◆ **ФРАГМЕНТ ТЕКСТА**

Во времена греческих Олимпийских игр никто не думал о спортивных достижениях или олимпийских рекордах, тем более о том, чтобы побить их. Изобретение и использование чего–то отличного от силы мышц человека или животных стало причиной появления подобных идей и предпосылкой повышения важности различий в возможностях передвижения между людьми и стимулом развития этих возможностей — таким образом, предыстория времени — эта долгая эра привязанной к «пользователю» практики — закончилась и началась история времени. История времени началась с современности. Действительно, современность, помимо всего прочего, возможно, даже в большей степени, чем все прочее, является историей времени: современность — это такое время, когда время имеет историю.
Просматривая книги по истории в поисках объяснения, почему пространство и время, некогда сочетавшиеся в человеческой деятельности, разошлись и отдалились друг от друга в мыслях и действиях людей, обнаруживаешь много воодушевляющих рассказов об открытиях, сделанных отважными рыцарями интеллекта — бесстрашными философами и храбрыми учеными. Можно узнать об астрономах, измеряющих расстояния до небесных тел и скорость их движения, о Ньютоне, вычислившем точное соотношение между ускорением и расстоянием, пройденным «физическим телом», об усердных попытках ученых выразить все это в числах — самых абстрактных и объективных из вообразимых мер или о Канте, настолько впечатленном их достижениями, что он классифицировал пространство и время как две трансцендентально отдельные и взаимно независимые категории человеческого познания. И все же, насколько бы справедливым ни было требование философов мыслить с точки зрения вечности, именно тема бесконечности и вечности и ее ограниченной части, находящейся в настоящее время в пределах досягаемости человеческой практики, всегда дает «эпистемологическое основание» для философских и научных размышлений и эмпирический материал, который можно переработать в вечные истины; это ограничение, по сути дела, отделяет великих мыслителей от тех, кто остался в истории безмозглыми фантазерами, выдумщиками, поэтами и прочими мечтателями. И поэтому что–то должно было случиться с возможностями человеческой практики для того, чтобы независимость пространства и времени внезапно оказалась в поле зрения философов.

◆ **ДАННЫЕ К ЗАДАЧЕ**

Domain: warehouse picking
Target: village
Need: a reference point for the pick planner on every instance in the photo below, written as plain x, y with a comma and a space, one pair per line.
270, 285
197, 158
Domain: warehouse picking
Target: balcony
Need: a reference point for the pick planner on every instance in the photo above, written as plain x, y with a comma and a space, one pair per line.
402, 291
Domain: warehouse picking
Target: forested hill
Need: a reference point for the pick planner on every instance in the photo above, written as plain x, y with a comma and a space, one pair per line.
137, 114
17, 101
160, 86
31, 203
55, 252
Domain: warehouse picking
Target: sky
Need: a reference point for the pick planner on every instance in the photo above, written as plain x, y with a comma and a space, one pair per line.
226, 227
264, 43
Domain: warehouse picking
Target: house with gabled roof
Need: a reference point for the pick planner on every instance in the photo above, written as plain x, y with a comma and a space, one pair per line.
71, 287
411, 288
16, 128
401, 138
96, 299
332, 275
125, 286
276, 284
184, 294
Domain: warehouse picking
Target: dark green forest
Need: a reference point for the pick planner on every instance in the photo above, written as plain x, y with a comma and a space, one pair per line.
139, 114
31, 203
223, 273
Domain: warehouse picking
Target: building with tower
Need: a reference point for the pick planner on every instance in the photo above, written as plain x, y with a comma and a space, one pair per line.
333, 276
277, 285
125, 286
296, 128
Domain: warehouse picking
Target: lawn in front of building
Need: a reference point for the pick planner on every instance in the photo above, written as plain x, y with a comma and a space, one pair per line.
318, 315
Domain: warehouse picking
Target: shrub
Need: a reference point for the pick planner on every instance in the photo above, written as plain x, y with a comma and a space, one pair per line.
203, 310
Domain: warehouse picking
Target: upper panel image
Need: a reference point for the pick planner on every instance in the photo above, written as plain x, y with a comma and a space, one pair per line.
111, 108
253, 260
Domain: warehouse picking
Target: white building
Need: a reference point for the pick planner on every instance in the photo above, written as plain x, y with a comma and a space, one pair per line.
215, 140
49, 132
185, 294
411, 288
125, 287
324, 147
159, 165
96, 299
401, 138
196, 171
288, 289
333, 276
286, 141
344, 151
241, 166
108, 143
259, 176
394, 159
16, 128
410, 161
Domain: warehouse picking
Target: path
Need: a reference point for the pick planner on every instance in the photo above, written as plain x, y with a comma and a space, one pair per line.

◆ **УСЛОВИЕ ЗАДАЧИ 1**
Согласуются ли с фрагментом текста следующие утверждения? (a) История времени началась с современности. (b) Во времена греческих Олимпийских игр люди стремились побить олимпийские рекорды. (c) Кант отнес пространство и время к взаимно зависимым категориям человеческого познания. На каждое ответьте «да» или «нет» и дословно приведите решающие слова фрагмента.
◆ **УСЛОВИЕ ЗАДАЧИ 2**
Найдите все строки, в которых встречается слово «building», и выпишите каждую из них целиком. Регистр букв учитывается.

◆ **РЕШЕНИЕ 1**
(a) Да: «История времени началась с современности.»
(b) Нет: «никто не думал о спортивных достижениях или олимпийских рекордах, тем более о том, чтобы побить их»
(c) Нет: «классифицировал пространство и время как две трансцендентально отдельные и взаимно независимые категории человеческого познания»

◆ **РЕШЕНИЕ 2**
Target: building with tower
Target: lawn in front of building
Target: white building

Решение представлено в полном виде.